◆ **Set task**
Reproduce each of the following entries verbatim, preserving every line in its original order.

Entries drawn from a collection

Start

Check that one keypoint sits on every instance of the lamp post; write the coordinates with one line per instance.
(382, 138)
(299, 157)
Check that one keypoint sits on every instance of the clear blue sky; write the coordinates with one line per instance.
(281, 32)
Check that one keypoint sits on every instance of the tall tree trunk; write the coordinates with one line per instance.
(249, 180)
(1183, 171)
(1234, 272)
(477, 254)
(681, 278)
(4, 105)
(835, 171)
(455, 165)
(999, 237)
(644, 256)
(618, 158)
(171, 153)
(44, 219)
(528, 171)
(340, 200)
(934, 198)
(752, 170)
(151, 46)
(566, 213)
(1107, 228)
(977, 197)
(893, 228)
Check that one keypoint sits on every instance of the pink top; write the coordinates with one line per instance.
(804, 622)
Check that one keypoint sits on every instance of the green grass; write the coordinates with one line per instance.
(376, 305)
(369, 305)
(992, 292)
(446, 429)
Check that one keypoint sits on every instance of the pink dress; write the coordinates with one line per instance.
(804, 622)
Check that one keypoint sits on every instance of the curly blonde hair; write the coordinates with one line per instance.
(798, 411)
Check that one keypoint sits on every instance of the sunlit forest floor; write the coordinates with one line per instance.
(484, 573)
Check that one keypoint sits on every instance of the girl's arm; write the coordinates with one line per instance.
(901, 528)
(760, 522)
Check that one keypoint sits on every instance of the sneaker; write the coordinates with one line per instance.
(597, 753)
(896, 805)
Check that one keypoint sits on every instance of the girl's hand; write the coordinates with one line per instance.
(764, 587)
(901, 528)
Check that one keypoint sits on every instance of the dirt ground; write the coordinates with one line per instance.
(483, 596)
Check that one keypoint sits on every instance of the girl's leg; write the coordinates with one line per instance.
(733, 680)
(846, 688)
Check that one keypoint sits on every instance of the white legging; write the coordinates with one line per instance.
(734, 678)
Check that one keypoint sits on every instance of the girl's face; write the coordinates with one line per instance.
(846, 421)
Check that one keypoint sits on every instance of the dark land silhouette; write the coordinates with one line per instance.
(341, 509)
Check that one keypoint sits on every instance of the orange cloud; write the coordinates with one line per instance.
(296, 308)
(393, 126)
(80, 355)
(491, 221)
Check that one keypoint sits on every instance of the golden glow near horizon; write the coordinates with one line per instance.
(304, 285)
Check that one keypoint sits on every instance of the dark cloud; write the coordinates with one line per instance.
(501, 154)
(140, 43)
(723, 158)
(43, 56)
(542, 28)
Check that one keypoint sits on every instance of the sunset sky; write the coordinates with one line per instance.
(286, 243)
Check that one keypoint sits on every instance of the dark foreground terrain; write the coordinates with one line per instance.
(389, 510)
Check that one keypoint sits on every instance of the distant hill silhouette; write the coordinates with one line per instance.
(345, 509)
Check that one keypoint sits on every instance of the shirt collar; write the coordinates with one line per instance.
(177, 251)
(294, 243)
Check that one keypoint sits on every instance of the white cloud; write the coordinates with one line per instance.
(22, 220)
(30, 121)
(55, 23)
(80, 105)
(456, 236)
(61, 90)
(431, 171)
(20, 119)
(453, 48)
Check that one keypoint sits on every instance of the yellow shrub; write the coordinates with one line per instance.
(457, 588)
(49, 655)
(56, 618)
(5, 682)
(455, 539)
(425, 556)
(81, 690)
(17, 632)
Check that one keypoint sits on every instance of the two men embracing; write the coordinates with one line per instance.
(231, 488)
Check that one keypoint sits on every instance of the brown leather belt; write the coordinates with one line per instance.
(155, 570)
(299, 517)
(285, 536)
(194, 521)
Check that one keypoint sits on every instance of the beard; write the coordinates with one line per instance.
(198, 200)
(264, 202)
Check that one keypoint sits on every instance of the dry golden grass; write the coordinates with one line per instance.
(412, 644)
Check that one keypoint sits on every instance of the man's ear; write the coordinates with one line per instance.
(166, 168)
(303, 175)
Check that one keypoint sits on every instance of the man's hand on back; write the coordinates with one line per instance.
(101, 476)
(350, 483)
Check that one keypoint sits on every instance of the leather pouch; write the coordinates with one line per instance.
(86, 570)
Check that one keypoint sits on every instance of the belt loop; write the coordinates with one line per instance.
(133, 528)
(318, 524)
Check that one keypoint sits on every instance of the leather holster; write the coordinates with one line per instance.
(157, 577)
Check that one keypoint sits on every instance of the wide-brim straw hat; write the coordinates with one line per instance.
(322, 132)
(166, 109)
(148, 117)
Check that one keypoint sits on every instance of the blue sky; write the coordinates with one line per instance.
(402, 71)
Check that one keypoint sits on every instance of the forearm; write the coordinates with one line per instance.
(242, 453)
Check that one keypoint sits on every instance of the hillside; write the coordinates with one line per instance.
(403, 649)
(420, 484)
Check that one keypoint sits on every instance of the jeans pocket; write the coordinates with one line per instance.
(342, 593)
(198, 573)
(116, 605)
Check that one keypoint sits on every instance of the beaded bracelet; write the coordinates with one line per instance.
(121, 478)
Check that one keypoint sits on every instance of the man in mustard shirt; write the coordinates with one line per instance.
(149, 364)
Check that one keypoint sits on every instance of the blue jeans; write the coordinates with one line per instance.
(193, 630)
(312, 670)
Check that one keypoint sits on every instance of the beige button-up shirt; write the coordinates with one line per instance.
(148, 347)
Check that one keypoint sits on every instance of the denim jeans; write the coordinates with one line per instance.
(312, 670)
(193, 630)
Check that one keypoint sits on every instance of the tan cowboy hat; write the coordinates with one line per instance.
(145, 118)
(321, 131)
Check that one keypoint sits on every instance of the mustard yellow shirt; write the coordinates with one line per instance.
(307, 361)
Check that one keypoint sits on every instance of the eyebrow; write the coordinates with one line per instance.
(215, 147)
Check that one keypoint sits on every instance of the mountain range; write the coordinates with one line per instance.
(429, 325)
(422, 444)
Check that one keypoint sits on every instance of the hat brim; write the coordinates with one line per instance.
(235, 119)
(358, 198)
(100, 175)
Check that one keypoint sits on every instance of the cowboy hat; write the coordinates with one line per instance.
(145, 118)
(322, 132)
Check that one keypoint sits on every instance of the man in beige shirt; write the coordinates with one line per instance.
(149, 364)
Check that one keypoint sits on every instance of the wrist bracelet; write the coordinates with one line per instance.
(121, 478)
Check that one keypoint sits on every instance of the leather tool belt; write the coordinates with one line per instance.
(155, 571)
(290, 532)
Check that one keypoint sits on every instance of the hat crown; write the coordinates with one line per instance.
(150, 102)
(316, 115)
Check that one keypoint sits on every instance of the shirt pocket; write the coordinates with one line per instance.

End

◆ **Task solution**
Check that one keypoint sits on every instance of the lamp post; write the coordinates with one line per instance.
(382, 138)
(299, 157)
Check that one keypoint sits on every instance of the clear blue sky; write the coordinates with one line per instance.
(281, 32)
Check that one keypoint sits on every instance of the tall tree trunk; write the coordinates with one line per instance.
(249, 180)
(1183, 171)
(1234, 272)
(477, 254)
(681, 278)
(4, 105)
(835, 171)
(455, 165)
(999, 237)
(644, 256)
(618, 158)
(171, 153)
(44, 219)
(528, 171)
(340, 200)
(934, 198)
(752, 170)
(151, 46)
(566, 213)
(1107, 228)
(977, 197)
(893, 228)
Check that one keypoint sits on every instance of the pink top; write the coordinates with one line per instance.
(804, 622)
Check that one keypoint sits on every instance of the green grass; write the coordinates with one line per instance.
(376, 305)
(369, 305)
(992, 292)
(446, 429)
Check that one keypoint sits on every instance of the pink dress; write the coordinates with one line per instance.
(804, 622)
Check that one keypoint sits on every instance of the curly blonde hair; write the coordinates with one line per instance.
(798, 411)
Check that one keypoint sits on every instance of the sunlit forest floor; write the coordinates with one line per instance.
(484, 573)
Check that one keypoint sits on every instance of the girl's arm; write the coordinates with one line per instance.
(901, 528)
(760, 522)
Check that one keypoint sits on every instance of the sneaker; write the coordinates with one line per instance.
(597, 753)
(896, 805)
Check that one keypoint sits on every instance of the girl's hand; write the coordinates with one line per instance.
(764, 587)
(901, 528)
Check that one keypoint sits on every instance of the dirt ground; write the coordinates with one line per instance.
(483, 596)
Check that one keypoint sits on every instance of the girl's leg; write the coordinates with one line per instance.
(733, 680)
(846, 688)
Check that one keypoint sits on every instance of the white legging; write the coordinates with one line per instance.
(734, 678)
Check that one keypoint sits on every instance of the girl's face; write the coordinates with one line per instance.
(846, 421)
Check that one keypoint sits on every instance of the dark land silhouette; write the coordinates with one line per instance.
(341, 509)
Check that one keypoint sits on every instance of the orange cloud; write the coordinates with one line per instance.
(296, 308)
(393, 126)
(80, 355)
(491, 221)
Check that one keypoint sits on every instance of the golden glow near horizon; write the coordinates with one line per instance.
(304, 285)
Check that one keypoint sits on every instance of the dark cloud; write the coordinates with one line per instance.
(501, 154)
(140, 43)
(723, 158)
(43, 56)
(542, 28)
Check that one keypoint sits on every instance of the sunset sky; write the coordinates with one line per instance.
(286, 243)
Check that one keypoint sits on every instance of the dark foreground terrain; write the coordinates with one line per instance.
(389, 510)
Check that one keypoint sits on every instance of the distant hill silhouette; write the coordinates with one line per instance.
(345, 509)
Check that one keypoint sits on every instance of the shirt collar; write the coordinates with one line per instance.
(177, 251)
(294, 243)
Check that one keypoint sits on every instance of the white cloud; write the coordinates with one line per instance.
(22, 220)
(30, 121)
(55, 23)
(80, 105)
(456, 236)
(61, 90)
(431, 171)
(20, 119)
(453, 48)
Check that one keypoint sits on every instance of the yellow shrub; write the coordinates with one line per instance.
(457, 588)
(49, 655)
(56, 618)
(5, 682)
(455, 539)
(425, 556)
(81, 690)
(17, 632)
Check that one keypoint sits on every instance of the two men embracing; write the coordinates with one line per instance.
(231, 488)
Check that one keypoint sits on every instance of the brown leather belt; write the coordinates with one line per instance.
(155, 570)
(299, 517)
(285, 536)
(194, 521)
Check that one keypoint sits on every instance of the beard; write the coordinates with one line per instance.
(198, 200)
(264, 202)
Check that one keypoint sits on every instance of the dry golden grass; write the coordinates with one line per instance.
(412, 644)
Check that one keypoint sits on every instance of the man's ear; write the coordinates with one line per instance.
(166, 168)
(303, 175)
Check that one keypoint sits on every instance of the man's hand on back; write the coordinates with one line per instance.
(101, 476)
(350, 483)
Check that one keypoint sits on every instance of the leather pouch; write the coordinates with one line per instance.
(86, 570)
Check that one keypoint sits on every instance of the belt loop; write the coordinates with one line per instance.
(133, 528)
(318, 524)
Check that one keypoint sits on every instance of the leather holster; write the coordinates with one line per instance.
(157, 577)
Check that one keypoint sits on every instance of the wide-brim straw hat; write the coordinates with one line per instance.
(322, 132)
(166, 109)
(148, 117)
Check that one keypoint sits on every instance of the blue sky; write the coordinates with one line per instance.
(402, 71)
Check that one keypoint sits on every instance of the forearm; write the coordinates with one line per instance.
(242, 453)
Check that one keypoint sits on every instance of the hillside; write the coordinates with one line per instance.
(403, 649)
(420, 484)
Check that one keypoint sits on every instance of the jeans pocket; write the coordinates with one line per instance.
(342, 593)
(198, 573)
(116, 605)
Check that one keypoint sits on every instance of the beaded bracelet; write the coordinates with one line per instance.
(121, 478)
Check that one keypoint sits on every instance of the man in mustard shirt; write the coordinates with one line per instance.
(149, 364)
Check that one keypoint sits on every instance of the blue jeans; write the coordinates with one line per instance.
(193, 630)
(312, 670)
Check that one keypoint sits on every instance of the beige button-up shirt; write the coordinates with one line per instance.
(148, 347)
Check that one keypoint sits on every instance of the denim jeans; write the coordinates with one line per instance.
(312, 670)
(193, 630)
Check that one keypoint sits on every instance of the tan cowboy hat; write the coordinates with one line per instance.
(145, 118)
(321, 131)
Check that one keypoint sits on every instance of the mustard yellow shirt; write the coordinates with one line per instance.
(307, 361)
Check that one keypoint sits on every instance of the eyebrow; write the coordinates with one line per instance.
(215, 147)
Check that one keypoint sits on every instance of the mountain range; write the coordinates with one line per instance.
(429, 325)
(422, 444)
Check that one keypoint sits on every instance of the hat brim; write the coordinates with one line per instance.
(235, 119)
(358, 198)
(100, 175)
Check that one keypoint sits on every instance of the cowboy hat; write the coordinates with one line per instance.
(145, 118)
(322, 132)
Check that one keypoint sits on every instance of the man in beige shirt; write the coordinates with one line per instance.
(149, 364)
Check that one keypoint sits on every instance of the wrist bracelet; write the coordinates with one line per instance.
(121, 478)
Check that one keypoint sits on every instance of the leather tool belt; write the coordinates with one line per instance.
(155, 571)
(290, 532)
Check that one keypoint sits on every instance of the hat crown; write the coordinates with one line per instance.
(150, 102)
(316, 115)
Check that one keypoint sits on every instance of the shirt pocket; write the coordinates with one line per instance.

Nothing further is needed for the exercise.